Copy the lines below word for word, leaving out the pictures.

━━━━━━━━━━━━━━━━━━━━

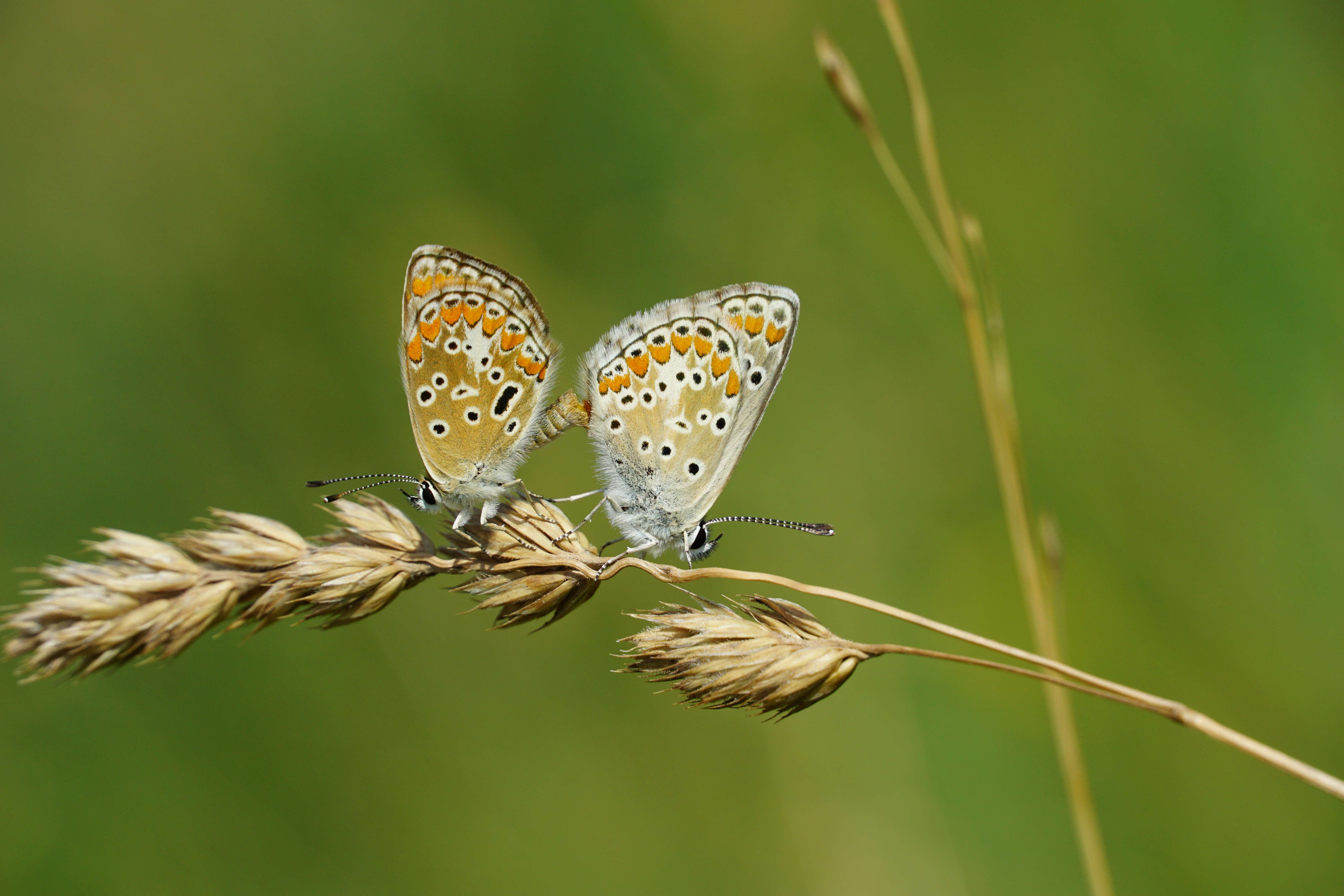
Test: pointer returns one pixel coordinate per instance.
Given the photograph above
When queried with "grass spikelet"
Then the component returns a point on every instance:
(528, 567)
(778, 659)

━━━━━━━━━━━━━━━━━━━━

• _Answer below_
Test: pointer returns one pixel coordinate per instance.
Given the photograph above
When queried with "grass spikelet"
Then the component returns a point on every instance:
(528, 567)
(778, 659)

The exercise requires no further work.